● What you need to do
Convert only the lines starting at the one containing "Indicate each instance of the grass" and ending at the one containing "column 154, row 127" into a Markdown table with two columns, No. and Line. Give each line its own row with a running number, and leave out blank lines.

● Information supplied
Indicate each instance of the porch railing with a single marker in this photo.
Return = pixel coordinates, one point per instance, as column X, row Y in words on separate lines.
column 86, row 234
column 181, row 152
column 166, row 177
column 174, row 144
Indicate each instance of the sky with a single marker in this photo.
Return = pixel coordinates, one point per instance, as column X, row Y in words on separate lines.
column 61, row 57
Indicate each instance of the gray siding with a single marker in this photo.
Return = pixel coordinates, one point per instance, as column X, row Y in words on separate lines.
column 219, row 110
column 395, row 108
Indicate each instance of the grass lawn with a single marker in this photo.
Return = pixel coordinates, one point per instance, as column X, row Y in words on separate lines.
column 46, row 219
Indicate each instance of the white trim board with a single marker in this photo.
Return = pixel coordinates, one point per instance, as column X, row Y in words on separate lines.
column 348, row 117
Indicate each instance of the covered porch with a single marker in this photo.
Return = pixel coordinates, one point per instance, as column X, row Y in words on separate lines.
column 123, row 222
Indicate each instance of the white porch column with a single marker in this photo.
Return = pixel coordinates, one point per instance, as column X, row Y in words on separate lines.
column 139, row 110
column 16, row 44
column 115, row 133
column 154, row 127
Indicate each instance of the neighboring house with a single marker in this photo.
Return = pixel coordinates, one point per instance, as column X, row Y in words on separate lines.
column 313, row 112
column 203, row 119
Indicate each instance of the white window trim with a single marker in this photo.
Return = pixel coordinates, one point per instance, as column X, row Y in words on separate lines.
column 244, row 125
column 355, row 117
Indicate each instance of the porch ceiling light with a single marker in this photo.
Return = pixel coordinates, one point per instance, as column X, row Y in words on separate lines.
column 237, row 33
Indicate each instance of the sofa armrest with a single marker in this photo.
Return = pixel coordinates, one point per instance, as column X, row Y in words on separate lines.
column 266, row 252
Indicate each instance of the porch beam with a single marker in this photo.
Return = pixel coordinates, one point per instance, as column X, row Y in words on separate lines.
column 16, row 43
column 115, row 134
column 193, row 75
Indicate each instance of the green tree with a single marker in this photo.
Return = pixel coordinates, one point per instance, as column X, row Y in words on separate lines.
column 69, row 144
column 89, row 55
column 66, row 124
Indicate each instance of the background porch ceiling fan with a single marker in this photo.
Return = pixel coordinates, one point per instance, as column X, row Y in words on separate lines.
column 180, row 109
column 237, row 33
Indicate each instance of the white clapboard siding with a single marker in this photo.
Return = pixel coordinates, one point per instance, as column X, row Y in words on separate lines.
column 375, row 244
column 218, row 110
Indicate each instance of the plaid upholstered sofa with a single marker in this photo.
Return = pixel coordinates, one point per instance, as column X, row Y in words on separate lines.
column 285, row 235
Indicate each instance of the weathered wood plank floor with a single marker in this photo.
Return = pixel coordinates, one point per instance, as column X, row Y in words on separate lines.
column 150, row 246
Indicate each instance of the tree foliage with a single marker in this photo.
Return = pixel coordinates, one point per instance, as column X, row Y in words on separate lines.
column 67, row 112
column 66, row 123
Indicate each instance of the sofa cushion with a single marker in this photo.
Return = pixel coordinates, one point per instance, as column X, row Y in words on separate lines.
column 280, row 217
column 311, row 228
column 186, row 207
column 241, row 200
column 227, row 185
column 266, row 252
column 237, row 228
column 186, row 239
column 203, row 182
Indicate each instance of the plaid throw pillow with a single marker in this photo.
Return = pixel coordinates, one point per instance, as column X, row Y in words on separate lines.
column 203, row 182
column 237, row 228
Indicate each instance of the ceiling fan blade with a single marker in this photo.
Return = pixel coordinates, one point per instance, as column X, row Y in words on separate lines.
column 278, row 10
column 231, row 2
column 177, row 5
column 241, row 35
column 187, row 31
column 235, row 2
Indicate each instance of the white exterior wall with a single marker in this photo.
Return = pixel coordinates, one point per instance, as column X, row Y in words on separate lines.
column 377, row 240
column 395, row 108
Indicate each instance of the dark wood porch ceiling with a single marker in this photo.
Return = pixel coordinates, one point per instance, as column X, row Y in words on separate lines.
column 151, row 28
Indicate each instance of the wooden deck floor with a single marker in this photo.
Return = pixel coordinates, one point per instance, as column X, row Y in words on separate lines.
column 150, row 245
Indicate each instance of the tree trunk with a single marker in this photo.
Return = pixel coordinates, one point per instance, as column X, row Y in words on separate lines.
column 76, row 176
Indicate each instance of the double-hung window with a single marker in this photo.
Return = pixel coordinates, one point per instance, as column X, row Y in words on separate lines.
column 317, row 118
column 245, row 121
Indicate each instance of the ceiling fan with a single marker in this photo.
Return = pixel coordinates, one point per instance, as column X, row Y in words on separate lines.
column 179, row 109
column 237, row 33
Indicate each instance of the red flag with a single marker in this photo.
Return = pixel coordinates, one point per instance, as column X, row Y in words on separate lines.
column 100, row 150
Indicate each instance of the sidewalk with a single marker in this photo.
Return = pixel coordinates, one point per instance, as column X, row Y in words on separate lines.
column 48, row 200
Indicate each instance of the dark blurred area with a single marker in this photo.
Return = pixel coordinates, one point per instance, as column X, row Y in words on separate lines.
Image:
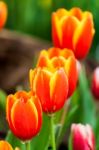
column 33, row 17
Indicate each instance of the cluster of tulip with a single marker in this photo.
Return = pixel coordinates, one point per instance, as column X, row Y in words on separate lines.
column 53, row 80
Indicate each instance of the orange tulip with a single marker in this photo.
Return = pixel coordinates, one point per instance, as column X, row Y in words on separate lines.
column 50, row 87
column 56, row 58
column 73, row 29
column 24, row 114
column 3, row 14
column 5, row 146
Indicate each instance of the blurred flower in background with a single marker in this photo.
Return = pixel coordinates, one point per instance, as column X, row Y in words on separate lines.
column 82, row 137
column 95, row 83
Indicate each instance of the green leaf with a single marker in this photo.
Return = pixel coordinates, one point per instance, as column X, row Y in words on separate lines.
column 87, row 103
column 2, row 100
column 41, row 141
column 15, row 142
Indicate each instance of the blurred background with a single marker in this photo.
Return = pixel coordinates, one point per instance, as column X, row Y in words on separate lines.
column 27, row 31
column 34, row 16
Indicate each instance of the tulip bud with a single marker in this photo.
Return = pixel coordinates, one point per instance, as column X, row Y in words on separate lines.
column 24, row 114
column 3, row 14
column 95, row 83
column 50, row 87
column 82, row 137
column 56, row 58
column 5, row 146
column 71, row 29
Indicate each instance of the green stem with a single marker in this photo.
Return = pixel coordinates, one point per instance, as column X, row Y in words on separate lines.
column 27, row 144
column 52, row 133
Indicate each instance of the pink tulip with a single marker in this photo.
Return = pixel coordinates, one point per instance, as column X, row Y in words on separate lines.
column 95, row 83
column 82, row 137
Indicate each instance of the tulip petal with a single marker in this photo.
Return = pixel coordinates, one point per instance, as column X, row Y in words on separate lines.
column 56, row 31
column 43, row 59
column 41, row 84
column 71, row 70
column 77, row 12
column 39, row 110
column 66, row 53
column 10, row 102
column 24, row 118
column 3, row 13
column 82, row 38
column 53, row 52
column 62, row 12
column 58, row 89
column 69, row 25
column 5, row 146
column 58, row 62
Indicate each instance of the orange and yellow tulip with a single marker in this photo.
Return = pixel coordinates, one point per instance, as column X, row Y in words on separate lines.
column 73, row 29
column 50, row 87
column 56, row 58
column 5, row 145
column 3, row 14
column 24, row 114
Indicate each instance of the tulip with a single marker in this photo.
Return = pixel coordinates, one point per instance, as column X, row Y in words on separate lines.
column 56, row 58
column 3, row 14
column 5, row 145
column 50, row 87
column 95, row 83
column 82, row 137
column 24, row 114
column 74, row 30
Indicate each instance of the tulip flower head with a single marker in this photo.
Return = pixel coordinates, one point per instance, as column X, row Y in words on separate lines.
column 74, row 30
column 82, row 137
column 3, row 14
column 5, row 146
column 56, row 58
column 95, row 83
column 24, row 114
column 50, row 87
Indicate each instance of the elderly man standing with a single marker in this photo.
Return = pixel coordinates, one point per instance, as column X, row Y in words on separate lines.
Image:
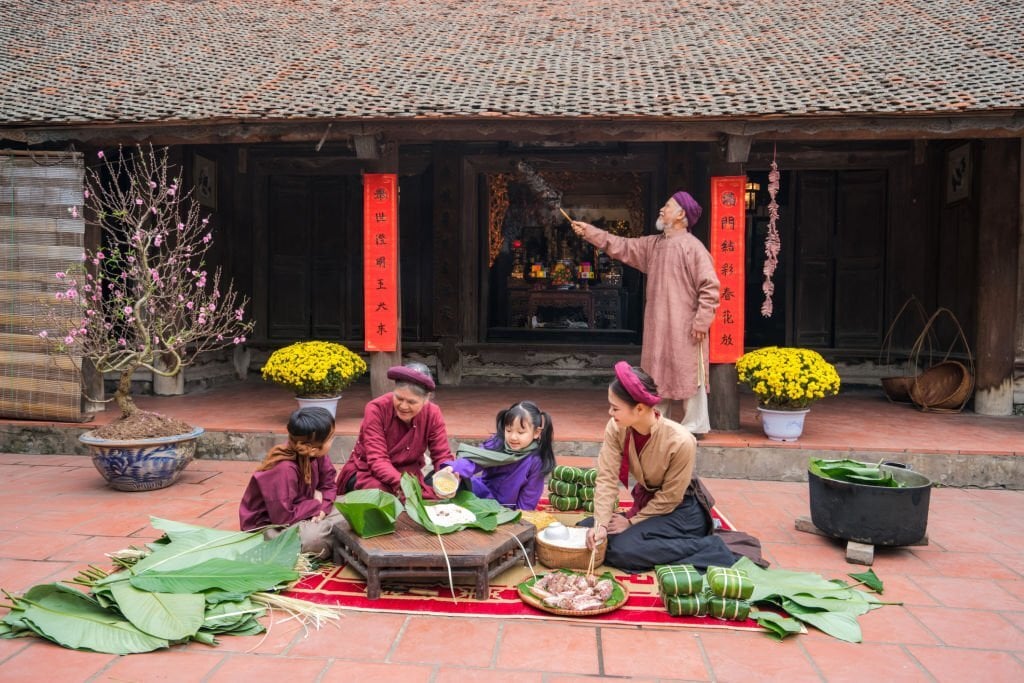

● Worked solution
| No. | Line |
|---|---|
| 1 | Indicate each instance of the grass lawn with a single marker in this photo. |
| 2 | Return = pixel coordinates, one point per instance, as column X, row Y in words on separate lines. |
| 3 | column 46, row 219 |
| 4 | Indicate each instance of the white trim board with a single marker in this photo. |
| 5 | Return = pixel coordinates, one point per instance, as column X, row Y in words on separate lines. |
| 6 | column 348, row 117 |
| 7 | Indicate each instance of the covered porch with a single marker in this photo. |
| 8 | Return = pixel coordinates, one point per instance, as column X, row Y in words on separate lines. |
| 9 | column 123, row 222 |
| 10 | Indicate each instance of the white porch column with a single marker in this photo. |
| 11 | Return = pixel coordinates, one point per instance, as column X, row Y in words on separate lines. |
| 12 | column 139, row 110 |
| 13 | column 16, row 44 |
| 14 | column 115, row 133 |
| 15 | column 154, row 127 |